### SELECTED PASSAGE
================

Air samples were collected in the period between January 2001 and December 2008 with Radiello RAD 130 (Sigma-Aldrich, USA) for BTEX sampling, according to the procedure given by the supplier of Radiello (Radiello 2003; Cocheo et al. 2009). Samplers have been mounted on appropriate standings located at 2.5–3.0 m above the ground level. Samplers that have been exposed for 3 weeks, from the 1st to the 21th day of every month, were then stored in the laboratory at +4 °C. Two milliliters of carbon disulfide (free from benzene) was added to the Radiello glass tube. Tubes were mixed manually and left for 30 min; then, they were mixed again and left for another 30 min. The solution of CS2 containing the extracted hydrocarbons was transferred to a crimp-capped 2-mL glass vial mounted with a PTFE cap.

2.2 Determination of Analytes

Analysis was performed by means of a Clarus 500 gas chromatograph (Perkin-Elmer, USA) provided with an autosampler. The columns used were a SGE BPX35 (length 30 m, diameter 0.25 mm, film thickness 0.25 μm) or equivalent. One microliter of the sample was injected with split technique through a 235 °C traditional injector, while the oven temperature has been ramped from 35 to 265 °C with an 8 °C min−1 rate. A FID detector was used. Calibration has been performed by analyzing five standard solutions each containing 1, 2, 5, 10, and 20 mg L−1 of benzene, ethylbenzene, o-xylene, m-xylene, p-xylene, and 4, 8, 20, 40, and 80 mg L−1 of toluene. Method performances were controlled by injecting periodically (every 20 injections) a blank and two standard solutions. The method had been previously validated through an intercalibration test among different laboratories (Villalta et al. 2004). The detection limit was lower than 0.05 mg L−1. Collected data were converted to air concentration (μg m−3) according to the instructions given by the supplier of Radiello (Radiello 2003), considering time and average temperature of exposition.

2.3 Meteorological Data

Trieste climate is Mediterranean, characterized by episodes of a strong katabatic ENE wind known as Bora; during the coldest month (January), average temperature approaches 6 °C, while in the warmest month (July), it is slightly higher than 24 °C. Meteorological data are provided by the meteorological service of ARPA-FVG, managing a synoptical station and several micrometeorological stations. Average data for temperature (°C) and wind speed (m/s) registered by the seven automatic air quality and meteorological stations located inside the sampling area are reported in Table 3.

================

### RAW DATA
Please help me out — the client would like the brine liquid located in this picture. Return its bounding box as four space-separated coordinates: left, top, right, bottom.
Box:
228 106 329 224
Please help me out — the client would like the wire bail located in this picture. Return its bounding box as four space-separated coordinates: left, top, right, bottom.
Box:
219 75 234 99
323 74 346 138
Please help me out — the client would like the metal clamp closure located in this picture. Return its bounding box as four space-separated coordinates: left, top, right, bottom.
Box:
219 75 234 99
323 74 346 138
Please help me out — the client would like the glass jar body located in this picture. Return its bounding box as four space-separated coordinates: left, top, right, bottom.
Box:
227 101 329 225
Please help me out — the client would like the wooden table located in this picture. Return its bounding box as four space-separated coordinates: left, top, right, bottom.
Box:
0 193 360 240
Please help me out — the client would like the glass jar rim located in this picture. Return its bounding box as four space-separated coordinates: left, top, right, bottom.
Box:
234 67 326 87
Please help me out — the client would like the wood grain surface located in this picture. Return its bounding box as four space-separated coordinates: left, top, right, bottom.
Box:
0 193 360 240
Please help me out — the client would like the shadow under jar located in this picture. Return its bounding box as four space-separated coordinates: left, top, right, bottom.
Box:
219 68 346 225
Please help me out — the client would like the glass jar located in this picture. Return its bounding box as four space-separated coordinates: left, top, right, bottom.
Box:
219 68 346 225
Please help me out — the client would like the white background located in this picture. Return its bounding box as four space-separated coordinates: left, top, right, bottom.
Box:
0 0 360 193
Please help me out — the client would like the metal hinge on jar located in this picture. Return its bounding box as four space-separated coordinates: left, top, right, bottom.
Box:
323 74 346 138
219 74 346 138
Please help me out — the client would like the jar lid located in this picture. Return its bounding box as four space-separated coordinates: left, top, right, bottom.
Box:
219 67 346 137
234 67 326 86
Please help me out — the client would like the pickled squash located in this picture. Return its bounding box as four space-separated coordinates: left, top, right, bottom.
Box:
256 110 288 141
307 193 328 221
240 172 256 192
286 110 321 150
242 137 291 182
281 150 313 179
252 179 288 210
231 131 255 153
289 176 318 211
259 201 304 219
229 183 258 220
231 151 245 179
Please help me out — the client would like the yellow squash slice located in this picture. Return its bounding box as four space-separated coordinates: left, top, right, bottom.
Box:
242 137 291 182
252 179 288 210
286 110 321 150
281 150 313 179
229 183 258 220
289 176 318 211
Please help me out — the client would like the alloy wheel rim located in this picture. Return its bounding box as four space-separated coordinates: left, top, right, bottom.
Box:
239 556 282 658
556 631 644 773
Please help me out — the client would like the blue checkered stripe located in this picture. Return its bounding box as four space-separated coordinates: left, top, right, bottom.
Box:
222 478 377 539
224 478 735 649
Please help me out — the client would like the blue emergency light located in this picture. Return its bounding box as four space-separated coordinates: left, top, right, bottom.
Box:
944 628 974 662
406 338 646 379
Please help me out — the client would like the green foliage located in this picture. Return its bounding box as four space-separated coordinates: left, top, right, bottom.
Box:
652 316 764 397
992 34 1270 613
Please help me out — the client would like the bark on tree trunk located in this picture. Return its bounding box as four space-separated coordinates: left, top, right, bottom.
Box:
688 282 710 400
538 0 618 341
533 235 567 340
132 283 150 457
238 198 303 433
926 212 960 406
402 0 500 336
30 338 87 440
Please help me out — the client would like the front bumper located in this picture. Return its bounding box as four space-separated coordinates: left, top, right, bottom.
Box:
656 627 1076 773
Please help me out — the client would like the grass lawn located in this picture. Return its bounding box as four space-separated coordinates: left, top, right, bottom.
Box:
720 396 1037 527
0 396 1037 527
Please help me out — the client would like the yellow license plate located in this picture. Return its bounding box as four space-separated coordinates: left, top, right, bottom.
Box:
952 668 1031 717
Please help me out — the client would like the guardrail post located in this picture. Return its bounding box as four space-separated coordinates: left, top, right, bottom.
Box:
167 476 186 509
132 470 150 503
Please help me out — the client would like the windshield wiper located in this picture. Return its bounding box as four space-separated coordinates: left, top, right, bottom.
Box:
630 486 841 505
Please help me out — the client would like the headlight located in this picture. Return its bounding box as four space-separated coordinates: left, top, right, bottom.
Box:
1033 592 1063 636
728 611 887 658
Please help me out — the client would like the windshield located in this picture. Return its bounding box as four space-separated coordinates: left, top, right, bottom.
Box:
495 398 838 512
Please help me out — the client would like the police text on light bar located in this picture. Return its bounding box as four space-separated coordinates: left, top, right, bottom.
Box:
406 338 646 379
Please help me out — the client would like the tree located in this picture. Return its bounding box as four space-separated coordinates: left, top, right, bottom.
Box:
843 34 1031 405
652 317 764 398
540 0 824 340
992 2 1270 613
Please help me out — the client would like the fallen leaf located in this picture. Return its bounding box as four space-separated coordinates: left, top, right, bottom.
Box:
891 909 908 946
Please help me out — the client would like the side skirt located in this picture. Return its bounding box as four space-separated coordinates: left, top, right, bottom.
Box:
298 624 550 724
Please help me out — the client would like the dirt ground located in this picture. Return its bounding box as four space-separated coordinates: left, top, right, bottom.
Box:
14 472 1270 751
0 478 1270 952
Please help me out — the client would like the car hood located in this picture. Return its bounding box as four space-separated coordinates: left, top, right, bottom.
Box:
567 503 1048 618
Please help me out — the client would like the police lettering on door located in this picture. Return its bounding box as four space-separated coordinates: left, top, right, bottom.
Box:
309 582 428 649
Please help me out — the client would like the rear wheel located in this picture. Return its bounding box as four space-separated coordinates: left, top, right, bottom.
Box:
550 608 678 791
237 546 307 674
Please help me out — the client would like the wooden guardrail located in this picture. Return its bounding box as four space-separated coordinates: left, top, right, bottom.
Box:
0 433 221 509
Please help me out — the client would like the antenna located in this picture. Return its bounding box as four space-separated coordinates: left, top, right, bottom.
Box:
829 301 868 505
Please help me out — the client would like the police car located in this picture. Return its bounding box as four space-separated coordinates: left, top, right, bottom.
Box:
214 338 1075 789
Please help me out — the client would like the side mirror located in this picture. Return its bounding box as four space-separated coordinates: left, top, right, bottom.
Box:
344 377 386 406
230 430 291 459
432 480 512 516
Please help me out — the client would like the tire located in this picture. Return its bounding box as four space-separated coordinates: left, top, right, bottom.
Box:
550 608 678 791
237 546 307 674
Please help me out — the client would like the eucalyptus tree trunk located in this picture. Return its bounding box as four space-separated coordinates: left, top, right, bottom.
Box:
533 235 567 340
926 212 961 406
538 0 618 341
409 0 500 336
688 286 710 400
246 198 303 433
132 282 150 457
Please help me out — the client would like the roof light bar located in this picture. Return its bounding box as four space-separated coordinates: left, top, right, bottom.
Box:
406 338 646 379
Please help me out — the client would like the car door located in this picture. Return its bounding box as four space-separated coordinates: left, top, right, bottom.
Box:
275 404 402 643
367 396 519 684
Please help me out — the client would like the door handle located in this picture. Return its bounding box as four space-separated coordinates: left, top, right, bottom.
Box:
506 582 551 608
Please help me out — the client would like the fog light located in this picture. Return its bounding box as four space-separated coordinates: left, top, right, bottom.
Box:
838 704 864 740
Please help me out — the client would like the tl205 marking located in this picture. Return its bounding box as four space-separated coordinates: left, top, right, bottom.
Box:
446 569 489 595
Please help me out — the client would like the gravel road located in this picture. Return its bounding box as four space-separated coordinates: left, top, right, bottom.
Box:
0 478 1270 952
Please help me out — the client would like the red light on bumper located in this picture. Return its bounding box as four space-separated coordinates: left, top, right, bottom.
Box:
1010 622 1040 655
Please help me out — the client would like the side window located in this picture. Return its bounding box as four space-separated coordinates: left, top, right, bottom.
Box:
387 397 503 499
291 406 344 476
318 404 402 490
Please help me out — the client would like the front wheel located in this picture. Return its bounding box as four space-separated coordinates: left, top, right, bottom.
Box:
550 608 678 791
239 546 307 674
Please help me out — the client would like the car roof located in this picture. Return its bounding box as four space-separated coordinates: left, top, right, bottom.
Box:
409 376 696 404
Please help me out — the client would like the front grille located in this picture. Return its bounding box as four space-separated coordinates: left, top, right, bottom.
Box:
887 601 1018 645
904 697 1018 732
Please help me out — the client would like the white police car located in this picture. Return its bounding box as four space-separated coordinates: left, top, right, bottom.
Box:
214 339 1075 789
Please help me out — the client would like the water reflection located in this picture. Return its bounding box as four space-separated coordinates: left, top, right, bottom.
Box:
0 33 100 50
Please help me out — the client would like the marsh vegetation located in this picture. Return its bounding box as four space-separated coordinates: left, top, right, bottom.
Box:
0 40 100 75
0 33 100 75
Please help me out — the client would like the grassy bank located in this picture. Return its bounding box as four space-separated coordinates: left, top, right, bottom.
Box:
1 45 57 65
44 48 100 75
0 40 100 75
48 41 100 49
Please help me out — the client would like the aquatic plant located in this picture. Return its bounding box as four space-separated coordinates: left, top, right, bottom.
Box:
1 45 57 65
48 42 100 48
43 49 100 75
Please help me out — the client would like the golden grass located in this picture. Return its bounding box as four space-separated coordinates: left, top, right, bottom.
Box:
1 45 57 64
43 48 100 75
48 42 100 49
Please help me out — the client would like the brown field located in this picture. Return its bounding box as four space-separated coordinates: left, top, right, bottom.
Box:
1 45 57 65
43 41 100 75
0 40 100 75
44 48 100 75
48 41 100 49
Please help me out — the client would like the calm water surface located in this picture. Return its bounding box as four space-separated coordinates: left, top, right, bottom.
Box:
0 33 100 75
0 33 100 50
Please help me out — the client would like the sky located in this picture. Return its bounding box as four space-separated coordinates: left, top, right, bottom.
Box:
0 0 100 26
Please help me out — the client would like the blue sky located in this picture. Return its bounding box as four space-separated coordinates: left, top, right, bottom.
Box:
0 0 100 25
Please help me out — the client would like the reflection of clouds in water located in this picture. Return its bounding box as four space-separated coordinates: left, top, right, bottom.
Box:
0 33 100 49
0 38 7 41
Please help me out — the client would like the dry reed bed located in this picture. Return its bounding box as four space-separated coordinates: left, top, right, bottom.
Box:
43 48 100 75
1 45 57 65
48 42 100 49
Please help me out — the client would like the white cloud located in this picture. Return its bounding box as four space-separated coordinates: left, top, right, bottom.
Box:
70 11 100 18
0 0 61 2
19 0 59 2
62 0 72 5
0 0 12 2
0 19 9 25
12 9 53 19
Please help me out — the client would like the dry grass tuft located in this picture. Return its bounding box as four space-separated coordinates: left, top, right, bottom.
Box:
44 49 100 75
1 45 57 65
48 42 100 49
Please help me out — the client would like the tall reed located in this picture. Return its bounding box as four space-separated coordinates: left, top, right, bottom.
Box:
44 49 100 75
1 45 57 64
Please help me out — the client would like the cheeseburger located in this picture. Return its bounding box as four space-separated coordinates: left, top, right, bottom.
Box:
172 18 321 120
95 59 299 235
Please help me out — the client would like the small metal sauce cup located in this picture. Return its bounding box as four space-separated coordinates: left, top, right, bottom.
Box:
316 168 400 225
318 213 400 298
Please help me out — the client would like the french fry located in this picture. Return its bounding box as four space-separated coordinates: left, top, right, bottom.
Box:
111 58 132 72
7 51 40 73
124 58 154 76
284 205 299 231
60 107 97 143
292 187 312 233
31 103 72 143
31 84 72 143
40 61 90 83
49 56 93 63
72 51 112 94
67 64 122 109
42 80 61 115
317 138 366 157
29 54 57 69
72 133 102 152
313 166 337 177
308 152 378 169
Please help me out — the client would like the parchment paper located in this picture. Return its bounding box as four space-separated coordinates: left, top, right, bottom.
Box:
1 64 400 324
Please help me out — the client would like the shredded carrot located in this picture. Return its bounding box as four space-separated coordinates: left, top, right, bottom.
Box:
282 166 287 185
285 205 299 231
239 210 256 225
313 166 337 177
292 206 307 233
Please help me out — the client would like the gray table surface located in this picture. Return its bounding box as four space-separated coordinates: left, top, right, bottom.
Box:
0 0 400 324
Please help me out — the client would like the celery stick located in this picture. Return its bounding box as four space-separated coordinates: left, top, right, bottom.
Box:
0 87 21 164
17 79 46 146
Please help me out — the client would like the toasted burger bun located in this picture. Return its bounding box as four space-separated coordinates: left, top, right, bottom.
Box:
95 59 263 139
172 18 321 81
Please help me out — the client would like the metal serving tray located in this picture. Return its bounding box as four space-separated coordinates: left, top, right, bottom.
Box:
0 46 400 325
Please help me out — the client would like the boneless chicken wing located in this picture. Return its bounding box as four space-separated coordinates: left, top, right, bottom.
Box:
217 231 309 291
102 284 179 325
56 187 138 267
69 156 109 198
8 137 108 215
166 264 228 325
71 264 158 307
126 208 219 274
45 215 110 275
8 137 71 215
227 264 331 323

================

### PROBLEMS
1. In the air sampling methods text, how high above the ground were the samplers mounted?
2. Carry on the air sampling methods text from its final sentence.

### ANSWERS
1. 2.5–3.0 m above the ground level.

2.
Table 3 Basic statistics concerning BTEX concentrations (μg m−3) and meteorological parameters according to sampling site

2.4 Data Analysis Procedure

Various statistical multivariate techniques are commonly used for air pollution modeling and assessment (Astel et al. 2008, 2010; Astel 2010a, b). In the present study, the self-organizing map (SOM) algorithm, as one of the most efficient neural network architectures for solving problems in the field of exploratory data analysis, clustering, and data visualization, was applied. The SOM approach was originally proposed by Kohonen (1984); it is a model that implements a characteristic nonlinear projection from the high-dimensional space of objects onto a low-dimensional array of neurons. Theoretical background of the SOM approach can be found elsewhere (Kohonen 1984, 1995; Kohonen et al. 1996; Vesanto 2000; Vesanto et al. 2000; Giraudel and Lek 2001; Fort 2006; Cottrell et al. 1998; Ultsch and Siemon 1990) and this is why only major advantages related to both exceptional visualization, dimension reduction, and exploration abilities are briefly presented below.

2.4.1 General Idea

The SOM algorithm, much like conventional ordination methods, shares the basic idea of displaying a high-dimensional signal manifold onto a much lower dimensional network in an orderly fashion (usually 2D space). An SOM produces virtual communities in a low-dimensional lattice through an unsupervised learning process. The term “self-organizing” refers to the ability to learn and organize information without being given the associated dependent output values for the input pattern (Mukherjee 1997). An SOM is noise tolerant; this property is highly desirable when site-measured data are used. The advantages of the SOM in relation to conventional ordination methods as principal component analysis and cluster analysis are discussed elsewhere (Astel et al. 2007; Zhang et al. 2008).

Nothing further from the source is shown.